> Task objective
Read through the listing below and copy each line in which the word "road" occurs.

> Data to use
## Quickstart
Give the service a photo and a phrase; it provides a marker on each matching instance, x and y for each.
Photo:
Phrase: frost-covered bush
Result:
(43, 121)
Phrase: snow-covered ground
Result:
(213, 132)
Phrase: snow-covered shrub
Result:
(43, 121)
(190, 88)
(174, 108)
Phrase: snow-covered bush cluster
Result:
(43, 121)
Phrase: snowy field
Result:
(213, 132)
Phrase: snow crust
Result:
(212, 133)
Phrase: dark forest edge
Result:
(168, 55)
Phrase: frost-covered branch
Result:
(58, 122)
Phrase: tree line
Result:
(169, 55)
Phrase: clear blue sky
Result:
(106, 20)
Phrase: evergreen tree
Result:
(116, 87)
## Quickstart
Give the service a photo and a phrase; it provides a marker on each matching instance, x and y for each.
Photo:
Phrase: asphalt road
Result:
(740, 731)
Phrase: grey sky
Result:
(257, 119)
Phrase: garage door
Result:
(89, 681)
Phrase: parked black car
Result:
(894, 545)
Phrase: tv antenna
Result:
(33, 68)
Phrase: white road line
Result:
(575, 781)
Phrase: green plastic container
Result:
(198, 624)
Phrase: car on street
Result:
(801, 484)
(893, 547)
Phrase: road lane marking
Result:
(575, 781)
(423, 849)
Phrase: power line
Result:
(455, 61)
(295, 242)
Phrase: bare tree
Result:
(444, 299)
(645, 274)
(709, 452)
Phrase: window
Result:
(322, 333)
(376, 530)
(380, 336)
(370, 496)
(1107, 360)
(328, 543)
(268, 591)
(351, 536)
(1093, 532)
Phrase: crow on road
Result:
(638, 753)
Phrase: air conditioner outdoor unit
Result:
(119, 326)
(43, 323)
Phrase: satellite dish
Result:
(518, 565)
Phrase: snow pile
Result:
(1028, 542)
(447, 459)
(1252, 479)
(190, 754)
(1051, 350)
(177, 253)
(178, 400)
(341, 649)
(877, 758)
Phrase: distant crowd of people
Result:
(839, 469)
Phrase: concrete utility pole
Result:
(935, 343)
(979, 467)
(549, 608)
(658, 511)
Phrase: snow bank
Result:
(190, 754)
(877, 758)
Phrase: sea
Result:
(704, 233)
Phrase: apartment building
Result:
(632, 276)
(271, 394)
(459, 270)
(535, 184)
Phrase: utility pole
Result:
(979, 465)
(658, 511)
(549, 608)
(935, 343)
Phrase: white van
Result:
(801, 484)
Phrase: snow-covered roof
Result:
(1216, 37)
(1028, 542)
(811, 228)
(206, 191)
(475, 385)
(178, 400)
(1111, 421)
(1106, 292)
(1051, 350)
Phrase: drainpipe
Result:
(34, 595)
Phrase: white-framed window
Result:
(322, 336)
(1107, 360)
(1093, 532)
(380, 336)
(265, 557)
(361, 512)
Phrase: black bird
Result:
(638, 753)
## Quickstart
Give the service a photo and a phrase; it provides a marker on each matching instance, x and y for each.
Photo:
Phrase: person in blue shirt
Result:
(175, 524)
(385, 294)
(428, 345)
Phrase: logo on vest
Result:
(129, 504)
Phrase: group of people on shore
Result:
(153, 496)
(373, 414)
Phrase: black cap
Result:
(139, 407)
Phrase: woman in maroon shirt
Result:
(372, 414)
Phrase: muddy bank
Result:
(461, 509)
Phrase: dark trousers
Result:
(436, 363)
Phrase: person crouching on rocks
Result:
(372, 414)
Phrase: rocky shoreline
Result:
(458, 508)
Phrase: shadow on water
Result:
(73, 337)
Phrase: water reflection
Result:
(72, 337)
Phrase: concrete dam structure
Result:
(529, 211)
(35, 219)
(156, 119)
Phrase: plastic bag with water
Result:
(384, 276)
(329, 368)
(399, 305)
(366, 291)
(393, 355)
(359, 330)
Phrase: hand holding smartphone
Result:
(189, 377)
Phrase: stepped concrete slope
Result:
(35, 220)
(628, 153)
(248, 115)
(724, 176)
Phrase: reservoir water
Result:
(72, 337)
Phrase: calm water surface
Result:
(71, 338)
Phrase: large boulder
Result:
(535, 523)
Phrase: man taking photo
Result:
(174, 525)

> Solution for this problem
Phrase: asphalt road
Phrase: white road line
Phrase: road lane marking
Phrase: crow on road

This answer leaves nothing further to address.